**Your instructions**
Report each line in the items below that contains the word "category", copying every such line in full.

:::

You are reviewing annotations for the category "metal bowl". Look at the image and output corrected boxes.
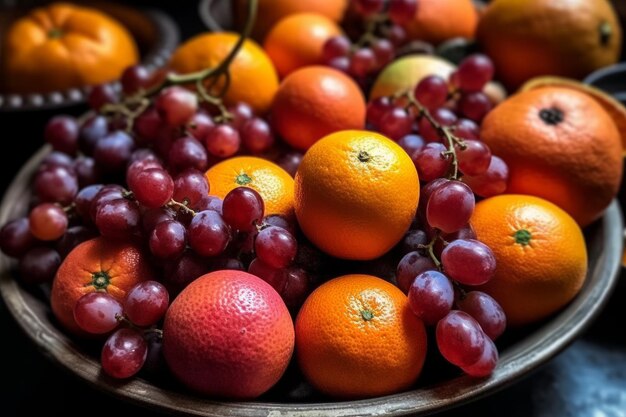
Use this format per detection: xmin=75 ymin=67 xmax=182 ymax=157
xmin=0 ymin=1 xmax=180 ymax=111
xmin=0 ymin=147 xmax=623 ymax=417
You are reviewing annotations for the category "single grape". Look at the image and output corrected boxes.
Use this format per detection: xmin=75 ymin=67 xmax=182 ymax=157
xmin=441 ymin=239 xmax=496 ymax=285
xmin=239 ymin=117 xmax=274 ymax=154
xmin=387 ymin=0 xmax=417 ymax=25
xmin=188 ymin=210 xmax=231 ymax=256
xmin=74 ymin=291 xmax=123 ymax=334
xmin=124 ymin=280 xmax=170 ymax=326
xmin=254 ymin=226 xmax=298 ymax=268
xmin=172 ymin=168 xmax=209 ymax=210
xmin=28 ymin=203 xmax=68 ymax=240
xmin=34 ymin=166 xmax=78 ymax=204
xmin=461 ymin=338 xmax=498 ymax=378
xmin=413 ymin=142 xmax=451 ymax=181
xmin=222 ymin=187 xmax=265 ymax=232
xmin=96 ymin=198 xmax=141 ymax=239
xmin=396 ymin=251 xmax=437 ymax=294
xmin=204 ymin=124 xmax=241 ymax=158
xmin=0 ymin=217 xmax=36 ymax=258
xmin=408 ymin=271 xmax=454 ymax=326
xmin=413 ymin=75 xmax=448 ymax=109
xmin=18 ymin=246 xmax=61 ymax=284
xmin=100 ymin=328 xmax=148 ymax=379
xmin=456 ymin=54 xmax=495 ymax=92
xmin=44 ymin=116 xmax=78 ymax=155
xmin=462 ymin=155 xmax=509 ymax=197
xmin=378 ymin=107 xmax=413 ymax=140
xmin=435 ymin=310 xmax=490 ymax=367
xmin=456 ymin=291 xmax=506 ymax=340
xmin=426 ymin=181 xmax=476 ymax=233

:::

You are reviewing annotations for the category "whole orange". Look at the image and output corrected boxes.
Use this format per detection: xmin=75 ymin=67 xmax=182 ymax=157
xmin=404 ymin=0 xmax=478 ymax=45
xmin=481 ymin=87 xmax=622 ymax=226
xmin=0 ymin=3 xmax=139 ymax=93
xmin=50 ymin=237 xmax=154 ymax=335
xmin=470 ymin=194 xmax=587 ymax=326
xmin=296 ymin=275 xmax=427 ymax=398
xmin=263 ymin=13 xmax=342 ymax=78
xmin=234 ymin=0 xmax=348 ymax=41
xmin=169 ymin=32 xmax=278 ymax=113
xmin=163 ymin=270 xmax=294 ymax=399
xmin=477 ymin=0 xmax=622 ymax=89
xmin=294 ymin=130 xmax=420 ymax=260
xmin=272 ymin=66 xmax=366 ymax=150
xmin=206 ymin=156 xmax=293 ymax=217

:::

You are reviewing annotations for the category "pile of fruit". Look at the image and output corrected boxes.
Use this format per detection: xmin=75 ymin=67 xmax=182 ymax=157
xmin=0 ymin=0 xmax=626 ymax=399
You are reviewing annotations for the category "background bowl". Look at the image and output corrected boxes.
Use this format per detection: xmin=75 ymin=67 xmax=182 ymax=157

:::

**Expected answer**
You are reviewing annotations for the category "metal bowl". Look at the image and output corrected boxes.
You are reviewing annotations for the category "single grape". Look at the image and output corrected boxes.
You are reviewing annotations for the category "whole orange". Look at the image and output corrected boxes.
You are reviewing annotations for the category "pile of fruit". Look at the image and output corrected boxes.
You are reviewing annotations for the category "background bowl". Look at the image and output corrected boxes.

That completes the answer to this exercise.